Nucleocosmochronology is the use of the abundances of radioactive nuclear species and their radiogenic decay daughters to establish the finite age of the elements and the timescale for their formation. Studies of nuclear chronometers have played, historically, an important role. To the extent that the long lived nuclear species of interest in such studies are the products of nuclear transformations proceeding in stars and supernovae over the course of our own Galaxy's history, this serves as well to measure the duration of star formation activity and concomitant nucleosynthesis in the Galaxy, and thereby to impose a solid lower limit on the age of the Universe itself. An early paper by Rutherford (1929) outlined the essential features of this science. The defining works in nucleosynthesis theory by Burbidge et al. (1957) and Cameron (1957) established that the critical long lived chronometers 187Re, 232Th, 235U, and 238U, are formed in the r-process of neutron capture. The task, since then, has been to identify the astrophysical site for the operation of this nucleosynthesis process and to calculate the appropriate rates of production as a function of time, over the course of galactic evolution.

### Dataset extract
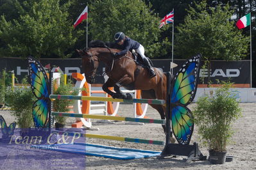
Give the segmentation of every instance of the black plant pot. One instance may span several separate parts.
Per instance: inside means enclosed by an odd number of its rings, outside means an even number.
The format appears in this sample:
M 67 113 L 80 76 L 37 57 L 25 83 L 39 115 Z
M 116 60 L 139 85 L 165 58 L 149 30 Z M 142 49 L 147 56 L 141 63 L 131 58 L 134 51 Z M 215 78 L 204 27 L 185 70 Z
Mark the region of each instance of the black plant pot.
M 226 162 L 226 151 L 209 150 L 209 161 L 213 164 L 223 164 Z
M 55 128 L 57 130 L 62 130 L 65 127 L 64 124 L 60 123 L 55 123 Z

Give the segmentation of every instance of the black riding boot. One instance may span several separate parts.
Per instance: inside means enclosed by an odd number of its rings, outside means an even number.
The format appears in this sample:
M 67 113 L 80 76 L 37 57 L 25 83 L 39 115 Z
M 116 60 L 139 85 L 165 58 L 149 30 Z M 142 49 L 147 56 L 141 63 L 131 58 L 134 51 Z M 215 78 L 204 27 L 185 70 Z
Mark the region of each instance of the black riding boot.
M 146 66 L 148 69 L 148 72 L 149 73 L 149 77 L 150 78 L 154 77 L 156 75 L 154 71 L 154 69 L 151 66 L 149 61 L 148 61 L 147 58 L 144 58 L 143 59 L 144 64 L 146 65 Z

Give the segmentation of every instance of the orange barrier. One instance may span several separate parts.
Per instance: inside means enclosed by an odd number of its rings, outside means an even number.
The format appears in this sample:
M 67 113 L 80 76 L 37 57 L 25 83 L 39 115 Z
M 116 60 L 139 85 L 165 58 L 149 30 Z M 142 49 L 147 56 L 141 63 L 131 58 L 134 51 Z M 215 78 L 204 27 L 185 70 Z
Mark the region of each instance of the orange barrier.
M 76 88 L 83 89 L 81 90 L 81 93 L 80 95 L 81 96 L 90 96 L 91 94 L 106 94 L 107 97 L 111 97 L 110 95 L 107 94 L 106 92 L 103 90 L 91 90 L 90 84 L 88 84 L 85 81 L 85 77 L 83 75 L 79 73 L 73 73 L 72 77 L 76 80 L 76 83 L 75 86 Z M 111 91 L 114 90 L 113 88 L 109 88 L 109 89 Z M 141 98 L 141 90 L 133 91 L 135 92 L 135 97 L 136 98 Z M 128 93 L 131 93 L 129 91 Z M 82 106 L 80 106 L 80 103 L 78 103 L 77 102 L 74 102 L 74 111 L 76 109 L 76 112 L 80 114 L 100 114 L 104 112 L 105 116 L 117 116 L 118 108 L 119 108 L 119 102 L 105 102 L 105 109 L 90 109 L 91 105 L 90 101 L 82 101 Z M 75 107 L 76 105 L 76 107 Z M 79 105 L 79 106 L 78 106 Z M 148 108 L 148 104 L 133 104 L 134 105 L 134 117 L 139 118 L 146 118 L 145 116 L 146 112 Z M 94 105 L 96 107 L 97 105 Z M 103 107 L 103 105 L 101 105 Z M 81 107 L 78 108 L 78 107 Z M 104 111 L 105 110 L 105 111 Z M 92 112 L 93 111 L 93 112 Z M 79 128 L 85 125 L 86 127 L 90 128 L 91 127 L 91 122 L 89 119 L 84 119 L 84 118 L 77 118 L 76 122 L 72 124 L 73 127 Z

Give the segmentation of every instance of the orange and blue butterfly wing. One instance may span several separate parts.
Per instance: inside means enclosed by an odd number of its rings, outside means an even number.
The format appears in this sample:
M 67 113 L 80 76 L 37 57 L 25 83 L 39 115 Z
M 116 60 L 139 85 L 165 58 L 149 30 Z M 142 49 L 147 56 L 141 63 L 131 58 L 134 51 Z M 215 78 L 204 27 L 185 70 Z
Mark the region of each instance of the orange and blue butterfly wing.
M 48 121 L 49 107 L 50 103 L 49 100 L 40 99 L 34 103 L 32 114 L 36 128 L 40 129 L 46 127 Z
M 179 144 L 189 144 L 194 130 L 192 115 L 186 107 L 177 105 L 172 108 L 171 125 L 173 132 Z
M 174 80 L 171 97 L 173 134 L 180 144 L 189 144 L 194 124 L 187 105 L 193 100 L 198 82 L 201 54 L 187 60 Z
M 33 118 L 37 129 L 46 127 L 50 109 L 50 88 L 44 67 L 32 57 L 28 57 L 30 84 L 32 91 L 38 100 L 33 106 Z

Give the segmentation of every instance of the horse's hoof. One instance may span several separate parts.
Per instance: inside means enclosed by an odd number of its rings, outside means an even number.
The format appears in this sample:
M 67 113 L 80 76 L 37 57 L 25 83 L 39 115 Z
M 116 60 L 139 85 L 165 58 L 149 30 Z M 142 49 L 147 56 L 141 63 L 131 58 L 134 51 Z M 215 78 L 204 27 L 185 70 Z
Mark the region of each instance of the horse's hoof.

### Activities
1. According to the nucleocosmochronology passage, which process forms the long-lived chronometers 187Re, 232Th, 235U, and 238U?
2. Using the nucleocosmochronology passage, decide whether each statement agrees with it. Answer yes or no for each, quoting the words that decide it.
(a) Rutherford's 1929 paper outlined the essential features of the science.
(b) The defining works by Burbidge et al. and Cameron appeared in 1967.
(c) Nuclear chronometers set an upper limit on the age of the Universe.
3. Extend the nucleocosmochronology passage with a paragraph that picks up after its final sentence.

### Answers for each item
1. The r-process of neutron capture.

2.
(a) Yes: "An early paper by Rutherford (1929) outlined the essential features of this science."
(b) No: "Burbidge et al. (1957) and Cameron (1957)"
(c) No: "impose a solid lower limit on the age of the Universe itself"

3.
The early developments of the use of the uranium-thorium chronometers by Fowler & Hoyle (1960) and Cameron (1962) were necessarily based upon rather simple prescriptions for the history of galactic nucleosynthesis. As our understanding of the processes of stellar and supernova nucleosynthesis improved, it became possible to address the problem of nuclear chronology in the context of increasingly realistic models of the chemical evolution of the Galaxy (Truran & Cameron 1971; Reeves 1972; Tinsley 1975). Review discussions of nuclear cosmochronology in the context of models of galactic evolution include those by Tinsley (1980), Clayton (1988), Pagel (1989), Arnould & Takahashi (1989), and Cowan, Thielemann, & Truran (1991a, b).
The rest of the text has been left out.